---- TEXT BLOCK

New York Handkerchief Mfg. Co. v. National Labor Relations Board

114 F.2d 144 (1940)

NEW YORK HANDKERCHIEF MFG. CO.
v.
NATIONAL LABOR RELATIONS BOARD.

No. 7147.

Circuit Court of Appeals, Seventh Circuit.

July 11, 1940. Writ of Certiorari Denied November 18, 1940.

*145 Charles L. Cohns, of Chicago, Ill., for petitioner.

Charles Fahy, Gen. Counsel, Robert B. Watts, Associate Gen. Counsel, Laurence A. Knapp, Asst. Gen. Counsel, and Ruth Weyand, and Nanette Dembitz, Attys., National Labor Relations Board, all of Washington, D. C., for respondent.

Before SPARKS, MAJOR, and TREANOR, Circuit Judges.

Writ of Certiorari Denied November 18, 1940. See 61 S. Ct. 171, 85 L.Ed. ___.

MAJOR, Circuit Judge.

This is a petition to review and set aside an order by the National Labor Relations Board (hereinafter called the "Board") against the New York Handkerchief Manufacturing Company, (hereinafter called the "petitioner") issued pursuant to Section 10 (c) of the National Labor Relations Act (49 Stat. 449, 29 U.S.C. § 151 et seq.). In its answer to the petition, the Board requested enforcement of its order.

The International Ladies Garment Workers Union, Local No. 76, (hereinafter called the "Union") having filed a petition with the Regional Director of the Board at Chicago, Illinois, alleging that a question affecting commerce had arisen concerning the representation of the petitioner's employees and requesting an investigation and certification of representatives pursuant to Section 9(c) of the Act, the Board, on December 21, 1937, authorized the investigation. As part of the investigation, a hearing was held on January 28, 1938, before a Trial Examiner, participated in by counsel for the Board, petitioner and the Union.

On February 28, 1938, the Board issued its Decision and Direction of Election, finding, among other things, the unit appropriate for the purpose of collective bargaining, that the question concerning representation could best be decided by a secret ballot election, and directing that such election be held. An election was conducted on March 24, 1938, during the hours of 3:00 P. M. to 6:00 P. M. Thereafter, the Regional Director issued an intermediate report setting forth various acts of interference and coercion by petitioner in connection with the *146 election; that approximately 225 employees were eligible to vote, of whom 56 voted; that 53 cast votes for the Union and recommended certification of the Union as the exclusive representative of all employees within the unit found appropriate. On June 1, 1938, the Board certified the Union as exclusive representative of the employees in such unit.

--------
---- EXTRACTED DATA

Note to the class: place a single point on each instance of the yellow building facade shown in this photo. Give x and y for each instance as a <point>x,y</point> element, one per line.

--------
---- EXTRACTED DATA

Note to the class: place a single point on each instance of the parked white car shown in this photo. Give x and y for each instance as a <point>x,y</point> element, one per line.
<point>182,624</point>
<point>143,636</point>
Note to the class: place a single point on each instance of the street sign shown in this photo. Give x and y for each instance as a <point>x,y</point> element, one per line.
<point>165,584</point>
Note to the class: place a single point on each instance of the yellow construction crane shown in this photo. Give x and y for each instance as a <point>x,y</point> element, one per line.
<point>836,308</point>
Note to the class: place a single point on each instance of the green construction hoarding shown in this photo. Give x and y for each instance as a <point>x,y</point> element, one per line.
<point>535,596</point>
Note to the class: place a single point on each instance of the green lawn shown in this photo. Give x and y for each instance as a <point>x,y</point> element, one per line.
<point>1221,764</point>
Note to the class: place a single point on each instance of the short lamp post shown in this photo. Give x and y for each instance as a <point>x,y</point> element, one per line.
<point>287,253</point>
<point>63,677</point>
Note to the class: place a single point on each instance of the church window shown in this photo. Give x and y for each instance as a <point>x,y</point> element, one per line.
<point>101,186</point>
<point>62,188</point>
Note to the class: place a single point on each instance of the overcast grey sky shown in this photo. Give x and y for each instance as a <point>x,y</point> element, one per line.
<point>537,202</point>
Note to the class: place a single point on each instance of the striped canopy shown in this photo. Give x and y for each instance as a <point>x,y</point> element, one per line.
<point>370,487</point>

--------

**STATED GOAL:**
Reproduce the stretch of the court opinion from "July 11, 1940." through "C., for respondent." word for word. The records were gathered from a different source than the court opinion.

**CORRECT OUTPUT:**
July 11, 1940. Writ of Certiorari Denied November 18, 1940.

*145 Charles L. Cohns, of Chicago, Ill., for petitioner.

Charles Fahy, Gen. Counsel, Robert B. Watts, Associate Gen. Counsel, Laurence A. Knapp, Asst. Gen. Counsel, and Ruth Weyand, and Nanette Dembitz, Attys., National Labor Relations Board, all of Washington, D. C., for respondent.